EXERCISE INSTRUCTIONS: Return all of the entries exactly, with nothing added or left out.

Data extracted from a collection
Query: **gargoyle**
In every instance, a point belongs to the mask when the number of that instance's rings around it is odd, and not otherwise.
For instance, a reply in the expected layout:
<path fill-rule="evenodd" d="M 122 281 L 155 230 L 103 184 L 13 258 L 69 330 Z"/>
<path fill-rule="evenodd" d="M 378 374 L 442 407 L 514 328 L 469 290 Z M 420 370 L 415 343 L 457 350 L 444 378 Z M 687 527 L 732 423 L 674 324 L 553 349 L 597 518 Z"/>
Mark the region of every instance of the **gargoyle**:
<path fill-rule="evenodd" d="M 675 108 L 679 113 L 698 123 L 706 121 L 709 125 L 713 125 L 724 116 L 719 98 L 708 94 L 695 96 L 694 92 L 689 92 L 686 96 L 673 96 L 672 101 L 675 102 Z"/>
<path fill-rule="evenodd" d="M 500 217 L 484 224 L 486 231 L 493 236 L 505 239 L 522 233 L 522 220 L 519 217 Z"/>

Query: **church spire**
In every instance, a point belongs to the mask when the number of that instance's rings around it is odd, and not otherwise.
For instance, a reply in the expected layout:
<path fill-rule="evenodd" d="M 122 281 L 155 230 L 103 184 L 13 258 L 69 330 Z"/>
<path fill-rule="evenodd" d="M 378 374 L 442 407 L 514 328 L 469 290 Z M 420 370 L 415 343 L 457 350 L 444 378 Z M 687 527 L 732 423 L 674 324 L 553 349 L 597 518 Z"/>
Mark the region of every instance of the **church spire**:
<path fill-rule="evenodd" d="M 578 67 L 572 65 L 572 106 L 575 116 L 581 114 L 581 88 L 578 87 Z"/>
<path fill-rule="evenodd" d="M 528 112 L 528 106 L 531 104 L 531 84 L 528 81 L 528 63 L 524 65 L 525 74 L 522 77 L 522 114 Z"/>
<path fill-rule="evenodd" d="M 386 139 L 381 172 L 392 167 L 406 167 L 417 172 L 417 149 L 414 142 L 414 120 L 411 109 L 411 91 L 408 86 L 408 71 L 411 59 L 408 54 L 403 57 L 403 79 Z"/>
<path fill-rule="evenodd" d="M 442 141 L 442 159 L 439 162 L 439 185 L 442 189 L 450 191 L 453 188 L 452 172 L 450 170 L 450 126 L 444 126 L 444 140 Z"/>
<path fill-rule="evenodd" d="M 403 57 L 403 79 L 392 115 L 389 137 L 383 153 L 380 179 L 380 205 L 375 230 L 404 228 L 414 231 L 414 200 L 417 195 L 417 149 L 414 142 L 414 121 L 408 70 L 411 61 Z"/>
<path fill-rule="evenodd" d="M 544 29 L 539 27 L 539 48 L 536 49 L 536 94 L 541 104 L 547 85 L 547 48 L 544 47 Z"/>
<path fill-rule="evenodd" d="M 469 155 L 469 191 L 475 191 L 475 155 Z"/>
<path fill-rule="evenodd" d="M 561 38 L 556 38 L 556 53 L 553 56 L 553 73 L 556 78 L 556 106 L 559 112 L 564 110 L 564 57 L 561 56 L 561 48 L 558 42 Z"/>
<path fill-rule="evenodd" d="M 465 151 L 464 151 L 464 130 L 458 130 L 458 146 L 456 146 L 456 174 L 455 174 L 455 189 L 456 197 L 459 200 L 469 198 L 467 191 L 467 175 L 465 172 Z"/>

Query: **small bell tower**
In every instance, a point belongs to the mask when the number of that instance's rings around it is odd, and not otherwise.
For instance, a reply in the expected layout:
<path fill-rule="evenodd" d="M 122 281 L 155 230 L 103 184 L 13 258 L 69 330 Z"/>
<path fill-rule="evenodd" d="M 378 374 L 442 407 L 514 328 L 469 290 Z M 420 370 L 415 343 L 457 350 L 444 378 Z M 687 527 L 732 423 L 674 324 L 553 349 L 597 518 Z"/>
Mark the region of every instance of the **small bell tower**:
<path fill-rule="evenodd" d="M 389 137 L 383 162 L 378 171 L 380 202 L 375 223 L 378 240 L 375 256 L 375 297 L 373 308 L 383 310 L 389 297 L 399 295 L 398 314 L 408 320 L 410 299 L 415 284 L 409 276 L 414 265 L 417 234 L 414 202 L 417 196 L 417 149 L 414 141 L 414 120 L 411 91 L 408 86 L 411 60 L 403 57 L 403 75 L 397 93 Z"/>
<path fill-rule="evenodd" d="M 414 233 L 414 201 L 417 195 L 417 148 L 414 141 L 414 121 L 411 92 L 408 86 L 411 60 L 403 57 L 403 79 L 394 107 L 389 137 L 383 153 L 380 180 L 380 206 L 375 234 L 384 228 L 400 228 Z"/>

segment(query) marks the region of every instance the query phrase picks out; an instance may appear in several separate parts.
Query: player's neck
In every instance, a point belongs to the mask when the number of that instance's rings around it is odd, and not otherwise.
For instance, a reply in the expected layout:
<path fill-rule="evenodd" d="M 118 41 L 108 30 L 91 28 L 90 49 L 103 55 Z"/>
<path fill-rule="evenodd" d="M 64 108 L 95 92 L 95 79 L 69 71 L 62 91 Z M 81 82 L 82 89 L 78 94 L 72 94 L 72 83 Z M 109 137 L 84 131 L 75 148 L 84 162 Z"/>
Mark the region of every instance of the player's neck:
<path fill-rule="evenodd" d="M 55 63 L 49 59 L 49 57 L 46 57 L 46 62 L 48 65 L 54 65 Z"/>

YOUR SOLUTION:
Query: **gargoyle**
In every instance, a point belongs to the mask when the number of that instance's rings around it is odd, and not otherwise.
For instance, a reply in the expected layout:
<path fill-rule="evenodd" d="M 122 281 L 155 230 L 103 184 L 13 258 L 69 330 Z"/>
<path fill-rule="evenodd" d="M 378 374 L 442 407 L 514 328 L 469 290 Z M 420 370 L 415 343 L 457 350 L 444 378 Z M 687 527 L 732 423 L 674 324 L 553 349 L 597 518 Z"/>
Mark the region of every instance of the **gargoyle**:
<path fill-rule="evenodd" d="M 675 108 L 679 113 L 698 123 L 706 121 L 709 125 L 713 125 L 724 116 L 719 98 L 708 94 L 695 96 L 694 92 L 689 92 L 686 96 L 673 96 L 672 101 L 675 102 Z"/>
<path fill-rule="evenodd" d="M 500 217 L 484 224 L 486 231 L 493 236 L 505 239 L 522 233 L 522 220 L 519 217 Z"/>

Query: **church spire**
In every instance, a point belongs to the mask when the number of that instance's rings around it is odd, and not otherwise.
For instance, a reply in the expected layout:
<path fill-rule="evenodd" d="M 122 281 L 155 230 L 103 184 L 13 258 L 69 330 Z"/>
<path fill-rule="evenodd" d="M 378 374 L 442 407 L 514 328 L 469 290 Z M 420 370 L 415 343 L 457 350 L 444 378 Z M 687 527 L 732 423 L 674 324 L 553 349 L 597 518 Z"/>
Mark the region of every instance of the **church spire**:
<path fill-rule="evenodd" d="M 578 67 L 572 65 L 572 106 L 575 116 L 581 114 L 581 88 L 578 87 Z"/>
<path fill-rule="evenodd" d="M 528 112 L 528 106 L 531 104 L 531 84 L 528 81 L 528 63 L 524 65 L 525 74 L 522 77 L 522 114 Z"/>
<path fill-rule="evenodd" d="M 386 139 L 381 172 L 392 167 L 406 167 L 417 172 L 417 149 L 414 142 L 414 120 L 411 109 L 411 91 L 408 86 L 408 71 L 411 59 L 408 54 L 403 57 L 403 79 Z"/>
<path fill-rule="evenodd" d="M 442 141 L 442 159 L 439 162 L 439 185 L 442 189 L 450 191 L 453 188 L 452 172 L 450 170 L 450 126 L 444 126 L 444 140 Z"/>
<path fill-rule="evenodd" d="M 403 57 L 403 79 L 392 115 L 389 137 L 383 153 L 380 179 L 380 205 L 375 230 L 404 228 L 414 231 L 414 200 L 417 195 L 417 149 L 414 142 L 414 121 L 408 70 L 411 61 Z"/>
<path fill-rule="evenodd" d="M 544 29 L 539 27 L 539 48 L 536 49 L 536 94 L 541 104 L 547 85 L 547 48 L 544 47 Z"/>
<path fill-rule="evenodd" d="M 469 155 L 469 191 L 475 191 L 475 155 Z"/>
<path fill-rule="evenodd" d="M 561 38 L 556 38 L 556 53 L 553 56 L 553 73 L 556 78 L 556 106 L 559 112 L 564 110 L 564 57 L 561 56 L 561 48 L 558 42 Z"/>
<path fill-rule="evenodd" d="M 465 151 L 464 151 L 464 130 L 458 130 L 458 146 L 456 146 L 456 174 L 455 174 L 455 189 L 456 197 L 459 200 L 469 198 L 467 191 L 467 175 L 465 172 Z"/>

Query: **small bell tower**
In every instance, a point belongs to the mask when the number of that instance's rings around it is odd, and not otherwise.
For instance, a reply in the expected layout:
<path fill-rule="evenodd" d="M 122 281 L 155 230 L 103 184 L 13 258 L 69 330 Z"/>
<path fill-rule="evenodd" d="M 378 374 L 442 407 L 514 328 L 469 290 Z M 420 370 L 415 343 L 457 350 L 444 378 Z M 687 527 L 732 423 L 674 324 L 553 349 L 597 518 Z"/>
Mark the region of every instance of the **small bell tower**:
<path fill-rule="evenodd" d="M 389 137 L 383 162 L 378 171 L 380 202 L 375 223 L 378 240 L 375 256 L 375 297 L 373 308 L 383 310 L 389 297 L 399 295 L 398 314 L 408 320 L 410 299 L 415 284 L 409 276 L 414 265 L 417 234 L 414 202 L 417 196 L 417 149 L 414 141 L 414 120 L 411 91 L 408 86 L 411 60 L 403 57 L 403 75 L 397 93 Z"/>
<path fill-rule="evenodd" d="M 414 233 L 414 201 L 417 195 L 417 148 L 414 141 L 414 121 L 411 92 L 408 86 L 411 60 L 403 57 L 403 79 L 394 107 L 389 137 L 383 153 L 380 180 L 380 206 L 375 234 L 384 228 L 400 228 Z"/>

segment(query) marks the region of every instance the query phrase picks out; an instance may appear in several separate parts.
Query: player's neck
In every instance, a point belongs to the mask when the number of that instance's rings around it is odd, and not otherwise.
For instance, a reply in the expected layout:
<path fill-rule="evenodd" d="M 118 41 L 108 30 L 91 28 L 90 49 L 103 55 Z"/>
<path fill-rule="evenodd" d="M 64 108 L 95 92 L 95 79 L 69 71 L 62 91 Z M 81 82 L 82 89 L 78 94 L 72 94 L 72 83 Z M 109 137 L 84 131 L 75 148 L 84 162 Z"/>
Mark the region of every instance of the player's neck:
<path fill-rule="evenodd" d="M 55 63 L 49 59 L 49 57 L 46 57 L 46 62 L 48 65 L 54 65 Z"/>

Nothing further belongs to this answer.